### RECORD LIST

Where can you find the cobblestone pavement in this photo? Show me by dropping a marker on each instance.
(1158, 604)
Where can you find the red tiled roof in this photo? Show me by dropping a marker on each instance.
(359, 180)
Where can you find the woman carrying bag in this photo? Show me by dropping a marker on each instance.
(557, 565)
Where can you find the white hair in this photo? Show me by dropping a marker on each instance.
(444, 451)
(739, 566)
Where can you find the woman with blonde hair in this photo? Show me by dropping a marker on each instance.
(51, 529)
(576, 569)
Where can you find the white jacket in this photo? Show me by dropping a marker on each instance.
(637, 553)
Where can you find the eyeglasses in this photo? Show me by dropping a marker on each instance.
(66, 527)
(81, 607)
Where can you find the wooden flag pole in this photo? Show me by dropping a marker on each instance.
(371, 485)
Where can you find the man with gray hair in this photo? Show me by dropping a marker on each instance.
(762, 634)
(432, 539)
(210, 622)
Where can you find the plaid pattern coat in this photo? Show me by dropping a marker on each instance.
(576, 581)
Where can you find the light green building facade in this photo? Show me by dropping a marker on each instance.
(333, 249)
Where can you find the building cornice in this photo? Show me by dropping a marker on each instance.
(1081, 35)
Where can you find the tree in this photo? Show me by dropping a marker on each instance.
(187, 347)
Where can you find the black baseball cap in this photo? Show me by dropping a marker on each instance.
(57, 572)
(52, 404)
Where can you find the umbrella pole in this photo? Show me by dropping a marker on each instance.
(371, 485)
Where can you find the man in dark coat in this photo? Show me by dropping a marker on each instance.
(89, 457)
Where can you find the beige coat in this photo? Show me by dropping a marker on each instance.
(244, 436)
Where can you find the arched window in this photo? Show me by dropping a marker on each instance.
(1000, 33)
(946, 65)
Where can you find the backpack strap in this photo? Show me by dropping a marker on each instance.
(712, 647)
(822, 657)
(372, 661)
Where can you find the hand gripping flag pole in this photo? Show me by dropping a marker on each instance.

######

WHAT THE EXERCISE ASKS>
Rewrite all of the items above with "placing a pin" in place of every "dropping a marker", keeping everything else the same.

WRITTEN REPLY>
Where can you find the cobblestone pavement in this photo? Show me by placing a pin on each instance.
(1158, 604)
Where can you find the red tiled roof in this photo? Show me by placing a pin on each instance.
(359, 180)
Where can you find the woman carrying bag in this photo? Show me by placing a pin on each instance.
(557, 565)
Where can you find the white hair in this photo? Show me by placing a pin on each instance.
(444, 451)
(739, 566)
Where can you find the woman with blonde hair in this photo? Show me by placing a pin on each instance.
(51, 529)
(576, 569)
Where can you find the white jacket in this photo? Show me by placing a pin on each instance.
(637, 553)
Where can you find the eyeglasses in this photo? Show me by placing a pin on each instance.
(66, 527)
(81, 607)
Where can you find the wooden flag pole in this photo? Show me by placing a pin on each instance.
(371, 485)
Where can you find the man with gray hair in this photo? Show me by placing a pin on each instance.
(762, 634)
(432, 539)
(210, 622)
Where can you find the plaid pattern coat in this photo? Show me by placing a pin on each instance.
(576, 581)
Where can you find the light green building facade in this photo? Show me by placing a pin on each instance.
(333, 249)
Where can you find the building cornice in this photo? Show me by placing a pin on each instance.
(1081, 35)
Where can you find the tree in this photo? Show me by placing a pin on each instance.
(187, 347)
Where can you find the black baseball cap in this photo? Show me by placing a pin on each instance.
(57, 572)
(52, 404)
Where can you find the umbrella pole in this photo? Show me by placing a pin on each instance.
(371, 485)
Where can you find the man in dark coat in this photo? Show me by placing a pin on each instance.
(89, 457)
Where can you find the beige coat in this photo? Show me by placing a pin on each instance.
(244, 436)
Where can you find the arched window in this photo? Show me by placing a pin on each instance.
(1000, 33)
(946, 65)
Where can you find the backpack strap in this photo? Show me by placing a pin on each instance.
(712, 647)
(822, 657)
(372, 661)
Where can you find the hand gripping flag pole in this photo? Show me by placing a pin on each instance.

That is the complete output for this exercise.